**Short task:**
Extract every entry word for word. Skip the pictures.

**Dataset entries:**
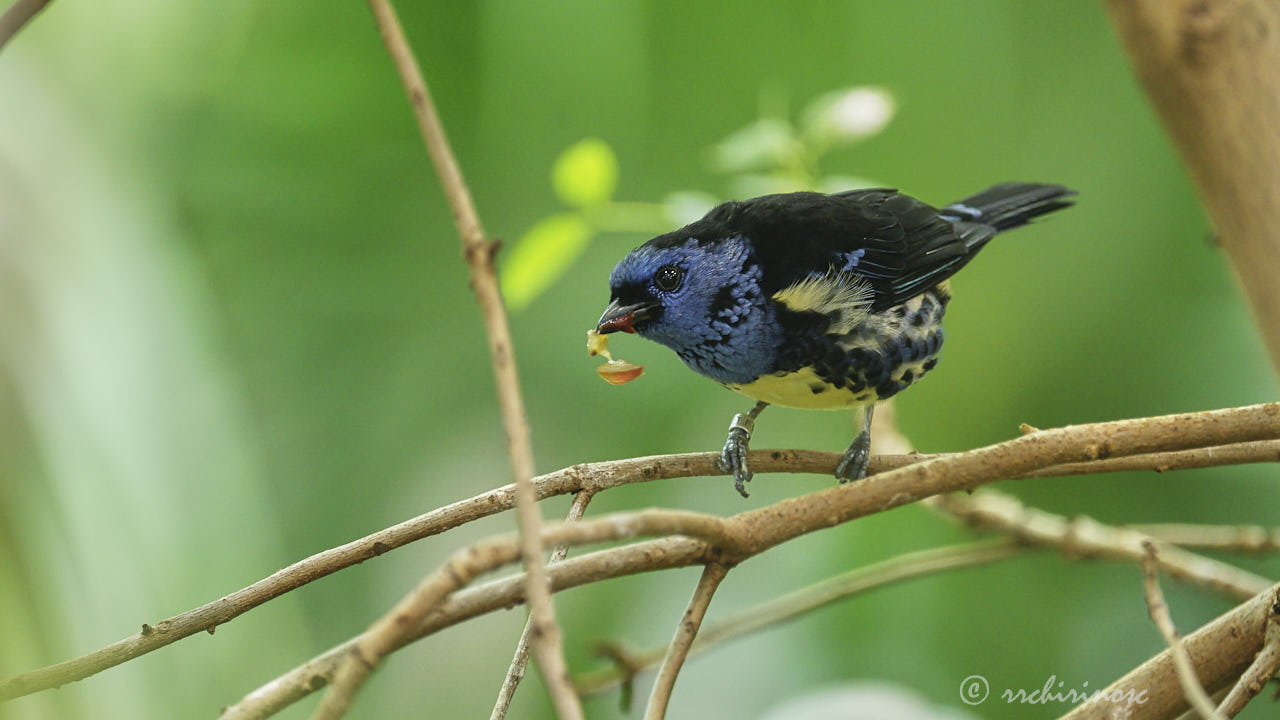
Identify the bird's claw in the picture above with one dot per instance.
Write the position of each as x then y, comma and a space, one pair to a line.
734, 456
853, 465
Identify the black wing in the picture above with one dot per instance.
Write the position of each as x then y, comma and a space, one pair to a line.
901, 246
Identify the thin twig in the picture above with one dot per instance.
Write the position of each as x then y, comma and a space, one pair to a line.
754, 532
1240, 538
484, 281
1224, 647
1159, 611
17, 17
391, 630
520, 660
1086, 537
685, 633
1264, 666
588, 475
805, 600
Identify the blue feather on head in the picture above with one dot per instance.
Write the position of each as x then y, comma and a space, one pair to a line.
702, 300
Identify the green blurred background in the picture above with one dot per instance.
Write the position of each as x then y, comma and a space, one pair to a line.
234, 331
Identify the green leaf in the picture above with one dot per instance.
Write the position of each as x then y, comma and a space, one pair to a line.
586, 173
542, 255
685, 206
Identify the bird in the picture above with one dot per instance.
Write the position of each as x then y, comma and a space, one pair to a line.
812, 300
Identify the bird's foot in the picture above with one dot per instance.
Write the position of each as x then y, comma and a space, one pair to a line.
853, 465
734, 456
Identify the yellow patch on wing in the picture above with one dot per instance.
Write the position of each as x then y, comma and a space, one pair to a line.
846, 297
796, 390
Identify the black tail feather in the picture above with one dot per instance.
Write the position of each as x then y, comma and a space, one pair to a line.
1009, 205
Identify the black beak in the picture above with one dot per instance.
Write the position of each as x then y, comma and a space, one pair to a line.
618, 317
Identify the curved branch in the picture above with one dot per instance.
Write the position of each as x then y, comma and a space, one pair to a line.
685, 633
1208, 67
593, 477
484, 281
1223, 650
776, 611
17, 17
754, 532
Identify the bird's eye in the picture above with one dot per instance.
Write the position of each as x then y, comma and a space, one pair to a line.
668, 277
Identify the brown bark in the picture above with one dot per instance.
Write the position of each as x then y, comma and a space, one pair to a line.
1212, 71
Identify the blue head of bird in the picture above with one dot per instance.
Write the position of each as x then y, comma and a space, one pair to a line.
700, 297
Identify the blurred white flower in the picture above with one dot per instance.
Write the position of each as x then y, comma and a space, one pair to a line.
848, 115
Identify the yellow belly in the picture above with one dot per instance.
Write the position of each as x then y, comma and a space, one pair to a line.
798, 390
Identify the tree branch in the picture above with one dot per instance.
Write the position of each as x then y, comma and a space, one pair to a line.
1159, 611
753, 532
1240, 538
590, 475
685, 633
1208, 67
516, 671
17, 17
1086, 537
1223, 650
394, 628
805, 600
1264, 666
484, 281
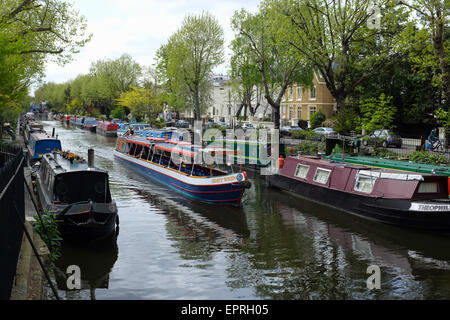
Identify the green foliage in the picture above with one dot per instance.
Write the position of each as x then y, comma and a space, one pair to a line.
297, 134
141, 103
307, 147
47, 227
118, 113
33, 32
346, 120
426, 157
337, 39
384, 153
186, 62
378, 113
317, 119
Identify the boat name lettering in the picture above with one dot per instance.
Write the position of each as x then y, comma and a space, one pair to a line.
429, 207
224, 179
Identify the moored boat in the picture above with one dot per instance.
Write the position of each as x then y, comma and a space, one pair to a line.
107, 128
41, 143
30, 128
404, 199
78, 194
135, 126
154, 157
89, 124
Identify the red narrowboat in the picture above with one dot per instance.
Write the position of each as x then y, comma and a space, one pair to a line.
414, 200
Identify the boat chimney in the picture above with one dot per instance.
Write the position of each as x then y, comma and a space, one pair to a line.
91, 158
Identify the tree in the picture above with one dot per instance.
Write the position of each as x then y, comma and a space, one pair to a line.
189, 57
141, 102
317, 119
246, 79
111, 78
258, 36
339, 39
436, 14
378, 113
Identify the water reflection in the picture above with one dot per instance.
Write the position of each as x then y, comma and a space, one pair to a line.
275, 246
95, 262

**Expected answer:**
Identify the bird's claw in the picture above with one dot per instance.
Write the position of each as x then y, comma and a space, one pair to a line.
734, 456
853, 465
Identify the black wing in the picture above with one dot per instance.
Write the position of each as x then y, comma and a space, one pair to a line.
901, 246
Identify the thin twig in the picture above with one dot per instance.
Write the position of each as x then y, comma and a space, one pair to a line.
754, 532
1240, 538
484, 281
1224, 647
1159, 611
17, 17
391, 630
520, 660
1086, 537
685, 633
1264, 666
588, 475
805, 600
Identify the blue feather on head in the picture above with one dot per instance.
Write the position of each as x then y, comma and a space, one pair to a line.
702, 300
Identify the green blurred background in the picture above with one dot per instance.
Write the position of each as x then y, comma and a space, one pair to a line.
234, 331
Identify the green leaf in the picture above with one dot per instance.
Write the position of each as x then y, comma and a space, one pair to a line.
586, 173
542, 255
685, 206
Identify the bird in the picture above with one dot per instance.
Write the position of each as x then y, comma and a space, one pair to a line.
812, 300
Identify the bird's foot in the picture above with one dot per instance.
Write the position of each as x then y, comma and a space, one pair to a line.
853, 465
734, 456
Identify the yellow patch on wing in the picture above with one dot per instance.
Write the position of each as x then y, comma and a space, one pair to a line.
846, 297
796, 390
Identify the black tail feather in the picture above with one dot per instance.
Write the position of each as x then y, comma and a space, one pair to a line.
1009, 205
Identify the black beak in the picture above with one dot per instance.
Write the position of each as x then y, comma and a space, one pair to a line.
618, 317
Identify the curved branch in the picture above with one dot per instance.
Write the position of each as x then y, comma and a space, one pair to a line.
685, 633
1208, 67
593, 477
484, 281
1223, 650
776, 611
17, 17
754, 532
Identify the bird's eye in the picture above with one dot per instance.
Write the position of each as x then y, comma and a space, one pair to a line.
668, 277
Identify the brown bark in the picture above with one dot per instance.
Write the position of each as x then y, comma and a space, one pair to a line.
1212, 71
Identify the blue head of bird in the picture above with one dot per instance.
Write the position of each as x then y, comma and a space, one pair to a line.
700, 297
Identify the blurred white flower in the picture above with one dot per instance.
Write the position of each as x then y, comma and a space, one pair to a line.
848, 115
Identify the yellow belly in the picture above with one dot per instance.
Write the position of each as x then y, comma and a space, one pair to a line.
798, 390
Identify the tree branch in the picture above with one dot per instance.
Write the position of each as x then y, comma and a space, one pair to a line.
1159, 611
753, 532
1240, 538
590, 475
685, 633
1208, 67
516, 671
17, 17
1086, 537
1223, 650
394, 628
805, 600
1264, 666
484, 281
Identify the green foliage in the picture above with one dot per instance.
Write the position of each as x then y, comma and a space, one pair to a line.
297, 134
141, 103
307, 147
47, 227
118, 113
33, 32
346, 120
426, 157
337, 39
384, 153
186, 62
378, 113
317, 119
Identify the boat name lettering in the picture above with one dot per instance.
Write the position of each as x then y, comma and a space, one pair to a line.
429, 207
224, 179
Identify the moored boat in the picture above with one dot per instance.
Write the position of each as x then y, comma and a space, one pair to a line.
107, 128
41, 143
30, 128
404, 199
78, 194
135, 126
154, 157
89, 124
Identify the red narrowboat in the picture above with one dot per instance.
Write the position of each as x then y, comma and a space, one pair to a line.
414, 200
Identify the boat chimney in the picture above with one dot per instance.
Write the position of each as x then y, comma and a space, one pair to a line.
91, 158
Identify the tree in the picture above with one dot per instance.
Write the position of each as x then y, comma and a space, one pair to a line.
189, 57
141, 102
317, 119
246, 79
111, 78
258, 36
339, 39
436, 14
378, 113
Identify the water reflection in the picture above with one dot per instance.
Write the position of each as x then y, comma and a space, one pair to a line.
275, 246
95, 262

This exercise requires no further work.